* [EXERCISE DIRECTIONS] Without changing a character, return the entries, but not the images they hold.

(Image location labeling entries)
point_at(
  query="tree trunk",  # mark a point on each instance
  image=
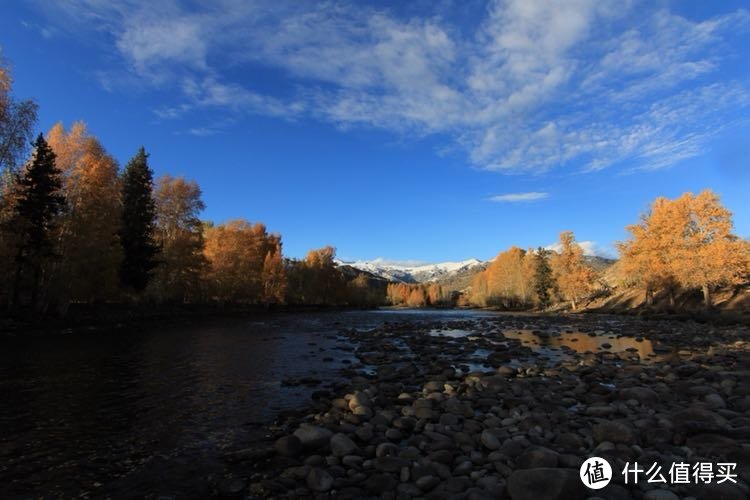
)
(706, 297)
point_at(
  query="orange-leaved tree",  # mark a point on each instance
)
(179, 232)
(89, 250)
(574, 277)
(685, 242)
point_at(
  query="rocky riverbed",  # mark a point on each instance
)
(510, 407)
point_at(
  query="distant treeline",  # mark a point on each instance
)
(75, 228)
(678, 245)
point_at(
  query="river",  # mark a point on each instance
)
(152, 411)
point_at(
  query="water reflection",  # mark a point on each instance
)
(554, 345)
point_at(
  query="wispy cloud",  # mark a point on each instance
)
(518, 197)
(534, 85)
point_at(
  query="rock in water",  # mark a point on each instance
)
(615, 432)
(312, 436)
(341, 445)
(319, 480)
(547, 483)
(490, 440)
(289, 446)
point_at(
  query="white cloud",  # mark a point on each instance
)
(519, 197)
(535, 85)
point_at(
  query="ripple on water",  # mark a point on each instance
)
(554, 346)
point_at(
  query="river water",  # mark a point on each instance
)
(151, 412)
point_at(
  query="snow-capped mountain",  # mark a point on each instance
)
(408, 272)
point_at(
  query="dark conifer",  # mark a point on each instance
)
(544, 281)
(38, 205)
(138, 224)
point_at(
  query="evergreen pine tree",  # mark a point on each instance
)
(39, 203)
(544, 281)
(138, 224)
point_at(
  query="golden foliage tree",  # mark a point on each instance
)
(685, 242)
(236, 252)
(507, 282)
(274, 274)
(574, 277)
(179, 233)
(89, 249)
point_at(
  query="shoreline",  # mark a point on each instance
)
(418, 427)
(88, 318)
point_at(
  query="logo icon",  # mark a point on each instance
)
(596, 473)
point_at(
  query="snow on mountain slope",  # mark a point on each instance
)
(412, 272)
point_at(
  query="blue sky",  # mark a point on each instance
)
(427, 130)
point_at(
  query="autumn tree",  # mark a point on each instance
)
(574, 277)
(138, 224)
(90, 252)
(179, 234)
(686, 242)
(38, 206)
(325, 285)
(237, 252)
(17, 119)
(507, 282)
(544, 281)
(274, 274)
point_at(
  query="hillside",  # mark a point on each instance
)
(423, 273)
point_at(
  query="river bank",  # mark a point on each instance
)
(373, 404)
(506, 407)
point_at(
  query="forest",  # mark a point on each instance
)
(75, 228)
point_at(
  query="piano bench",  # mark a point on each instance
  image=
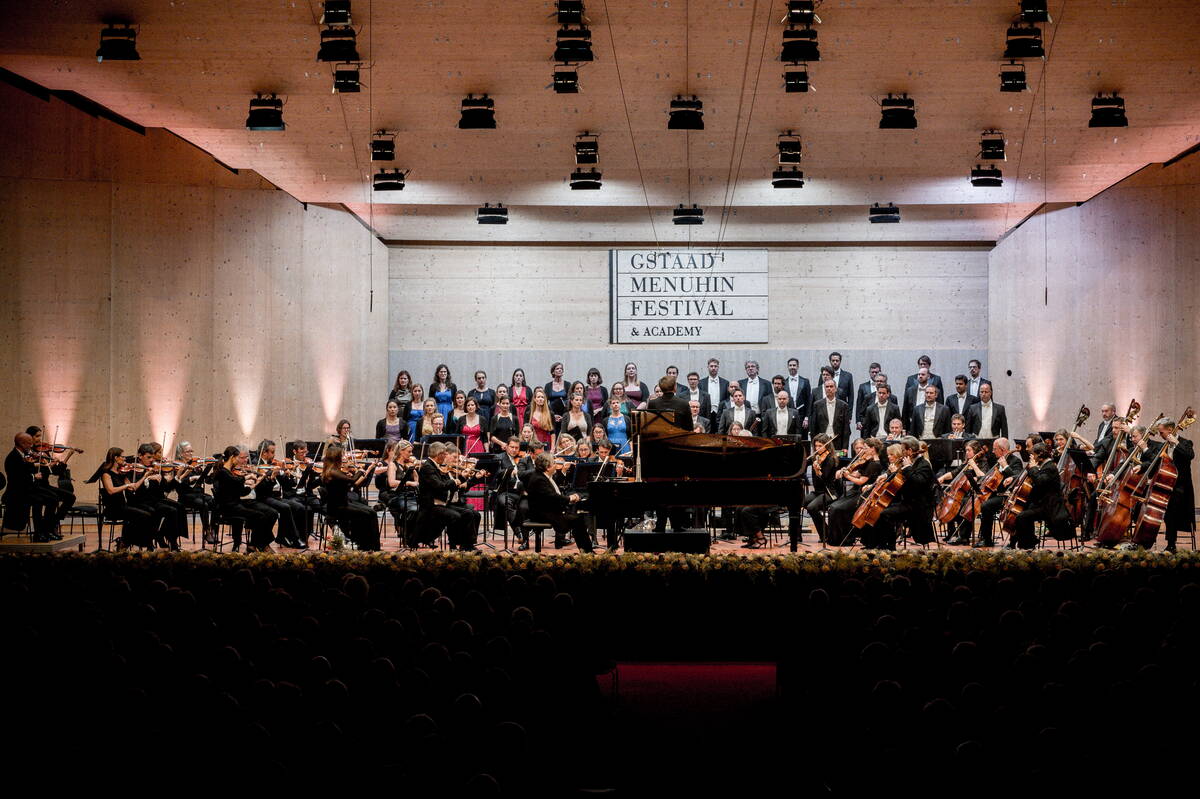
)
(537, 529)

* [CORRECT RESPONSE]
point_at(
  query="tree trunk",  # mark a point on each instance
  image=
)
(706, 297)
point_at(
  query="orange-leaved tree",  # mark a point on each instance
)
(179, 232)
(89, 250)
(574, 277)
(685, 242)
point_at(
  query="rocky riverbed",  # mark a point on each instance
)
(510, 407)
point_at(
  query="distant treeline",  # mark a point on each instance
)
(75, 228)
(678, 245)
point_at(
  query="river",  # mark a point on each instance
)
(152, 411)
point_at(
  query="water reflection",  # mark a point on each instance
)
(554, 345)
point_at(
  query="wispy cloud",  # mark a point on each instance
)
(518, 197)
(534, 85)
point_at(
  query="rock in water",  # mark a point on each instance
)
(615, 432)
(312, 436)
(341, 445)
(319, 480)
(547, 483)
(490, 440)
(289, 446)
point_at(
  query="white cloud",  # mark a point on each instance
)
(519, 197)
(535, 85)
point_at(
  query="ripple on water",  # mark a point on each instance
)
(554, 346)
point_at(
  query="river water",  # mark a point on each instance
)
(151, 412)
point_at(
  query="snow-capped mountain",  # mark a point on each instance
)
(408, 272)
point_at(
  query="dark conifer",  # mark a point on each instance
)
(544, 281)
(38, 205)
(138, 224)
point_at(
  query="evergreen pine tree",  # mark a point on each instance
)
(39, 203)
(544, 281)
(138, 224)
point_at(
  query="golden foliage tree",  # mark a point on each instance
)
(685, 242)
(236, 252)
(507, 282)
(274, 274)
(574, 277)
(179, 233)
(89, 249)
point_at(
  query="shoreline",  # mark a point on each instance
)
(418, 427)
(88, 318)
point_at(
  query="logo icon",  # mark a point on each instance
)
(596, 473)
point_at(
  query="snow on mountain slope",  # mark a point on each instance
)
(412, 272)
point_at(
  query="blue sky",  # mark a point on each instance
)
(427, 130)
point_at(
  query="autumn tree",  # mark a point on each instance
)
(574, 277)
(138, 224)
(90, 252)
(179, 234)
(686, 242)
(38, 206)
(325, 285)
(237, 252)
(17, 119)
(507, 282)
(544, 281)
(274, 274)
point_at(
  query="hillside",  # mark a point on each instance
)
(423, 273)
point_at(
  query="river bank",  # mark a point on each instance
)
(373, 404)
(506, 407)
point_at(
  query="forest",  # mark a point on each instance
)
(75, 228)
point_at(
  query="piano bench",  # mark a point on each instance
  image=
)
(537, 529)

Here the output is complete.